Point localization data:
====================

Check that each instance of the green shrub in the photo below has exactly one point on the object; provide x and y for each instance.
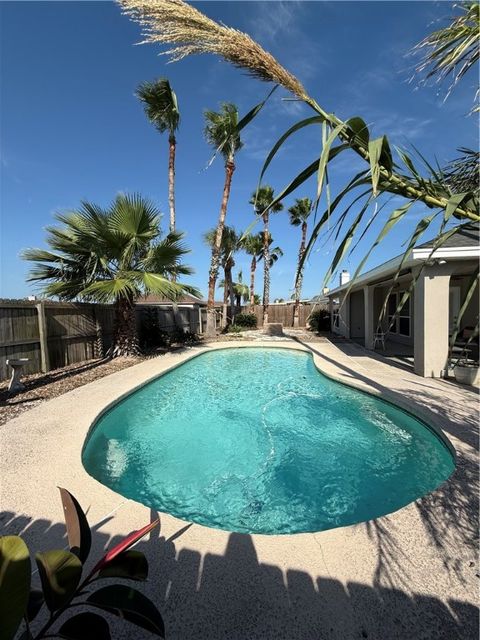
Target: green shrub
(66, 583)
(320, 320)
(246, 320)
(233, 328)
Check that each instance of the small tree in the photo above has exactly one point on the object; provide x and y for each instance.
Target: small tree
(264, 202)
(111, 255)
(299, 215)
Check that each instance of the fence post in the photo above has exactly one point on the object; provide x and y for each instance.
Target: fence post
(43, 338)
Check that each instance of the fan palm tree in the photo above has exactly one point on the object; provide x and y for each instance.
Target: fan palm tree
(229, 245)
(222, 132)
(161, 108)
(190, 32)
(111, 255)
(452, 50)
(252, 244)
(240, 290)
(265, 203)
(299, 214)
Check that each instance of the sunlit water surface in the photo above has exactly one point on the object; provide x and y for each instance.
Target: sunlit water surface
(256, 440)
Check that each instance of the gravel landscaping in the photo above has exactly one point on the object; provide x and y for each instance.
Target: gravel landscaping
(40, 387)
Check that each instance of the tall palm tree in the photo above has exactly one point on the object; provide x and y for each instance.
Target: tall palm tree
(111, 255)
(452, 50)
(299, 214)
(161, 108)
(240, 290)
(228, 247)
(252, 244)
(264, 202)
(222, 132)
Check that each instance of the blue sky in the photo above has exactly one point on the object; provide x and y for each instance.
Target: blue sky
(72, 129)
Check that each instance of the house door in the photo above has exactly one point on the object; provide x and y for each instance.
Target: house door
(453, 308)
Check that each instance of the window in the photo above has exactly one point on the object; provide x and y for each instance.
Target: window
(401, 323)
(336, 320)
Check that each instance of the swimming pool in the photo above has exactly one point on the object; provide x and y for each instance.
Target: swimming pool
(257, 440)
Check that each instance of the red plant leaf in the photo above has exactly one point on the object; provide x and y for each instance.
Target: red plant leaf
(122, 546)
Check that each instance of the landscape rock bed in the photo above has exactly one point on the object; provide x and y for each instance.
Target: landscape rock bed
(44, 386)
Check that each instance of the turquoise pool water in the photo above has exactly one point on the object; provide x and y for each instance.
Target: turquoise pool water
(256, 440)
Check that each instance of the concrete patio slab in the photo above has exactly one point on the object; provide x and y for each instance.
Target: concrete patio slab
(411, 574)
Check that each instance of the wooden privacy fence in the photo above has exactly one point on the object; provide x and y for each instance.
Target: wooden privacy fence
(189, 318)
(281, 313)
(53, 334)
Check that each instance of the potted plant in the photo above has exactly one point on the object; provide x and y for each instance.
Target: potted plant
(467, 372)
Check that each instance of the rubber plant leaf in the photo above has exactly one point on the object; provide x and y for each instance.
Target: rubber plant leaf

====================

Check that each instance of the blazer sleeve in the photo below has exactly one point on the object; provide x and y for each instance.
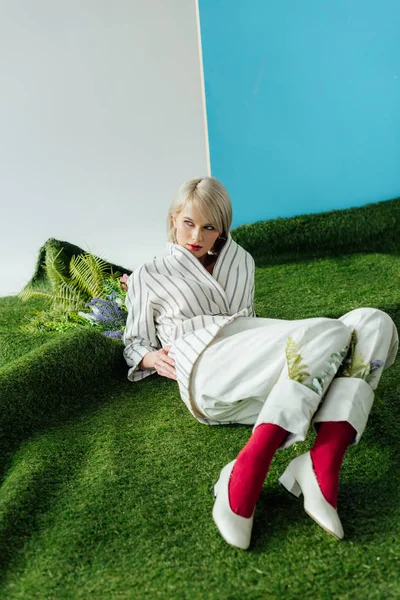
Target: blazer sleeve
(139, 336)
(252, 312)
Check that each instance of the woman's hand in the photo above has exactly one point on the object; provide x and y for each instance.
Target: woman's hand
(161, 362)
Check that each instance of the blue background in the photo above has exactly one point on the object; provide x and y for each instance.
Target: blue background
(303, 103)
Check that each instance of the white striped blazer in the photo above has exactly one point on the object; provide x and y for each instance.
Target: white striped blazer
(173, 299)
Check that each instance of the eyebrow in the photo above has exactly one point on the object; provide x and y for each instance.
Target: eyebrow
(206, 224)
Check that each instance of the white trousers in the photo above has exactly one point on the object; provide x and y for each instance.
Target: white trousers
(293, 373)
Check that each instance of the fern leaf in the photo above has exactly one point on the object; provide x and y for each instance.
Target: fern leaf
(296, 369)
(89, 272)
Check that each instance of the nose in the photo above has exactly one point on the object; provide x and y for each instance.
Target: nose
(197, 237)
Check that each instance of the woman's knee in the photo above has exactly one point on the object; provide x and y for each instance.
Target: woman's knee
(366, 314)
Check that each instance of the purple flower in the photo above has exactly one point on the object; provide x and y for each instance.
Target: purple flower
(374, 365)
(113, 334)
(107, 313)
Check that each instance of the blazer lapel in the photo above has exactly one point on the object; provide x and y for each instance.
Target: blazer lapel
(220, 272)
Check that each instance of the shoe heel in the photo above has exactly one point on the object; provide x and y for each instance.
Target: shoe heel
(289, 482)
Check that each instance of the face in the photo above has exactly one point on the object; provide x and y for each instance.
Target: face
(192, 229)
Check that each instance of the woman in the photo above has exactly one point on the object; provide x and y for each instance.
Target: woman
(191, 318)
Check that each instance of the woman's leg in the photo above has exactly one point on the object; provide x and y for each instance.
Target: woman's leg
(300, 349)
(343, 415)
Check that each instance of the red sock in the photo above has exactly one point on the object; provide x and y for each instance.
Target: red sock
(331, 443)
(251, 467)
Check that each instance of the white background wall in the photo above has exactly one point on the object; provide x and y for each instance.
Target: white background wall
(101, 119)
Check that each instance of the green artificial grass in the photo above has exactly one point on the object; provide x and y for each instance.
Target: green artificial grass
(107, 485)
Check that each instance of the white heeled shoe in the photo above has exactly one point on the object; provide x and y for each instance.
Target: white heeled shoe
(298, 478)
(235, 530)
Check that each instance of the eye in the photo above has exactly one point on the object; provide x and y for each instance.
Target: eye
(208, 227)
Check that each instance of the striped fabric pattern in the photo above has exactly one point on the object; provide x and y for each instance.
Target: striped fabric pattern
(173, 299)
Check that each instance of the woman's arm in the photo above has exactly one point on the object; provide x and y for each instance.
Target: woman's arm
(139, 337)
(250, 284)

====================

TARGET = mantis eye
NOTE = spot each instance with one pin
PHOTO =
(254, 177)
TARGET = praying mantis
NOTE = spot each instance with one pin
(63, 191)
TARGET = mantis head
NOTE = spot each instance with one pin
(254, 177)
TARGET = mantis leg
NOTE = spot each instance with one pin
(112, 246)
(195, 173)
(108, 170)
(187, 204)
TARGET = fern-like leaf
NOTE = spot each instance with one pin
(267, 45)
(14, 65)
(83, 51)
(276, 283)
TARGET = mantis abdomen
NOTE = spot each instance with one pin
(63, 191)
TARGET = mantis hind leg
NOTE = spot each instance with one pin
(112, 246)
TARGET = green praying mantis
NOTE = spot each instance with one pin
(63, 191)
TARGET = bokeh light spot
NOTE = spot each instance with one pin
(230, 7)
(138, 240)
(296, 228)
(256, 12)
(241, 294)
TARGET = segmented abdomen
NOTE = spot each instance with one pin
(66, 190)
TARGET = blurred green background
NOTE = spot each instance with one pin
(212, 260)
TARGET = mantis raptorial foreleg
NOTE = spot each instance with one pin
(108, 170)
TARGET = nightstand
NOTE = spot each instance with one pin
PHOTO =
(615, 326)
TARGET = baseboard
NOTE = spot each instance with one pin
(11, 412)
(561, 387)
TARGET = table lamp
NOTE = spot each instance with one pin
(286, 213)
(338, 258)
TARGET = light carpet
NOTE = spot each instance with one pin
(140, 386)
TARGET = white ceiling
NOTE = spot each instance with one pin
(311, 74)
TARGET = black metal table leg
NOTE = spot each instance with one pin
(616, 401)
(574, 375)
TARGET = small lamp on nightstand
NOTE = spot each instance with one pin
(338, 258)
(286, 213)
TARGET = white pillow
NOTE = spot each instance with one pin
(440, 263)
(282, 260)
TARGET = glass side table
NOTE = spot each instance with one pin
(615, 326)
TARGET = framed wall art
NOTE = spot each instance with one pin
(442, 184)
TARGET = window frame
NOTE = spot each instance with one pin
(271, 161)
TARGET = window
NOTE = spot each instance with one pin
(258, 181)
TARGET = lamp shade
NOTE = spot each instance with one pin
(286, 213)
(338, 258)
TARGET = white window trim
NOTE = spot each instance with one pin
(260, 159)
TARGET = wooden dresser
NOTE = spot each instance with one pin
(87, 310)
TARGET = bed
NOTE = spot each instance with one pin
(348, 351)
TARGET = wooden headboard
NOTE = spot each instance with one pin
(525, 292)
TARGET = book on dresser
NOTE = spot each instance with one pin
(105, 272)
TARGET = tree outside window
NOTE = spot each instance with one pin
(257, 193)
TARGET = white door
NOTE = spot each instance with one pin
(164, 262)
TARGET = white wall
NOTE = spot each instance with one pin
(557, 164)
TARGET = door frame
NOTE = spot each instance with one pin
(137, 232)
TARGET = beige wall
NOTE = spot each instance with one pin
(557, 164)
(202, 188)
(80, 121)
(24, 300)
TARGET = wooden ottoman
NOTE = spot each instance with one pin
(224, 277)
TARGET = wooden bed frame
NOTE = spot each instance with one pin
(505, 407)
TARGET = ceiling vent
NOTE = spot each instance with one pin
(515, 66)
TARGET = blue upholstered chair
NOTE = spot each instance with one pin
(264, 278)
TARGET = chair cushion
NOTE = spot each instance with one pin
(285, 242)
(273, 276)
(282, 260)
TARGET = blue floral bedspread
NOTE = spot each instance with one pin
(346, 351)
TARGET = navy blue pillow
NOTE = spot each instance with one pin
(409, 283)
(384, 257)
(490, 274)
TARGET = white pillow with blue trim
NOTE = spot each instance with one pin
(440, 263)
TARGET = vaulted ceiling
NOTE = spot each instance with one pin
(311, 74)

====================

Task details —
Going through the data above, return each line with the word "dresser".

Output below —
TARGET = wooden dresser
TARGET = book on dresser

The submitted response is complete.